[start of Text passage]

Others worried about a Middle Eastern state, like Saddam Hussein’s
Iraq, gaining control of enough oil that it could control prices to harm
the United States economically or coerce it by threatening production
cuts.17
Trade closure
A
third major historical reason to worry about conquest is trade closure,
either of conquered territory or shipping routes. By conquest of
sufficient territory, a state could prevent a major chunk of the world
from consuming rivals’ products and exporting material there. Nazi
Germany’s conquests are an example, as was the case to an extent with
the Soviet Union (which, keep in mind, was an empire in Eurasia),
especially in the early Cold War.18
Foreign
territory might also matter to security if can be used to molest key
trade routes. Since most trade routes can change to avoid troubled
waters, and buyers can usually find a new supply base, the territory
vital to trade is essentially several major straits, and the major
canals.19 But note that this
logic about shipping is easily abused: a broad definition of what
“vital” trade routes are, and enough imagination about what threatens
them, can make just about any territory seem key to trade.20
Does any foreign territory still matter to the United States?
These
theoretical reasons to worry about foreign territory apply poorly to
most great powers today, especially the United States. Two vast oceans
always offered great protection from invasion or even aerial attack.
Modern military technologies—radar tied to accurate missiles, artillery,
mines, and more—further advantage defenders of borders and especially
coastlines.21 Adjacent
territory and nearby territory thus poses less potential threat. Even
before nuclear weapons, modern militaries elevated the cost of conquest
substantially. Whether or not conquest ever reliably paid, it pays less
today than it once did. This is another reason for the dramatic decline
of interstate warfare since World War II, as economist Carl Kaysen
explained decades ago.22
Today,
the United States must no longer worry about attacks coming from
Canada, Mexico, or other nearby territories. This is both because those
countries are stable and secure and because nuclear weapons render the
issue of invasion almost moot.23
A Russian base in Venezuela or even Cuba might give offense, but it
would not open the way for the Russians to invade or coerce the United
States.
And even if one can work up concern about how a rival
might use European, Asian, or Middle Eastern wealth to attack or isolate
the United States, it is difficult to imagine any power capable of
conquering enough of those areas to matter much. Other big powers, most
of them U.S. allies, are capable of balancing Russia and China in Europe
and Asia—in the sense of preventing them from becoming regional
hegemons by conquest.24 China,
with an economy that may soon overtake the United States in total size,
is certainly growing more powerful, but mountains and oceans with
capable militaries across them, and nuclear neighbors Russia and India,
hem it in. East Asia, as political scientist Robert Ross says, has as
“geography of peace,” because it is defense dominant.25
It
is harder today to extract wealth from conquest than it was a century
ago, and it was not easy then. Value in modern advanced economies is
less in physical plants that one can loot or easily control than in
human knowledge that requires broad cooperation, which is hard to gain
by force. Nationalism also makes conquest more difficult. People are
prone to resist occupation and make it unprofitable, as Ukraine has
recently demonstrated. Even if China, for example, conquered Taiwan, it
would struggle to gain more from directly controlling it than it does
from trading with it. And resistance might make the cost of control not
just expensive, but also a burden that checks ambitions for further
attempts at expansion. Generally speaking, bids at empire would be bad
for U.S. rivals.26
Territory
vital to trade is quite limited, given modern markets. Globalization
creates supply options, limiting the need to police trade.27
With some disruption and perhaps some added price, almost all goods can
be produced in other places. There are important chokepoints to global
trade, like the Strait of Hormuz. But these can likely be kept open by
capable naval forces without having to control nearby territory. Other
chokepoints, like Strait of Malacca or Suez Canal, can be bypassed for
added cost, as we saw recently when the Ever Given cargo ship
temporarily blocked the canal, creating disruptive cost, not a halt to
global trade.28
Oil is
special because, as a global commodity, there is one price, and control
of enough production allows a state to move prices through shifts in
output. A substantial enough price spike could cause a U.S. recession.

[end of Text passage]

| Your task |
Please name the political scientist who, according to the text on foreign territory and U.S. security, says East Asia has a "geography of peace."

[start of Supplied data]

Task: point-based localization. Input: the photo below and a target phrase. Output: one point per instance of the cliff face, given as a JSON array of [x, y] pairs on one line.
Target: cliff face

[end of Supplied data]

| Completed exercise |
Robert Ross